→ Directions
Reproduce each of the following items word for word, with nothing changed.

####################

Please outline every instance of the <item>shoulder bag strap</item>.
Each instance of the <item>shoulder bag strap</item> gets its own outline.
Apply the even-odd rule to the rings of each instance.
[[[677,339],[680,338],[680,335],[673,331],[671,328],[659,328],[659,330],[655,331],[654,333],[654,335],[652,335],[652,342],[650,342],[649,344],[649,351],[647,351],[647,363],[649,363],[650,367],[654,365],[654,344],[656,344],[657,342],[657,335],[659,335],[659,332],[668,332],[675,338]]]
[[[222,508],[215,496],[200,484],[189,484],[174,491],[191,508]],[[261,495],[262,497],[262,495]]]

####################

→ Final result
Please outline every instance of the <item>shoulder bag strap</item>.
Each instance of the <item>shoulder bag strap</item> gets its own outline.
Apply the even-odd rule to the rings of each instance.
[[[677,339],[680,338],[680,335],[673,331],[671,328],[659,328],[659,330],[655,331],[654,333],[654,335],[652,335],[652,342],[650,342],[649,344],[649,351],[647,351],[647,363],[649,363],[650,367],[654,365],[654,344],[656,344],[657,342],[657,335],[659,335],[659,332],[668,332],[675,338]]]
[[[222,508],[215,496],[200,484],[189,484],[174,491],[191,508]],[[261,495],[262,497],[262,495]]]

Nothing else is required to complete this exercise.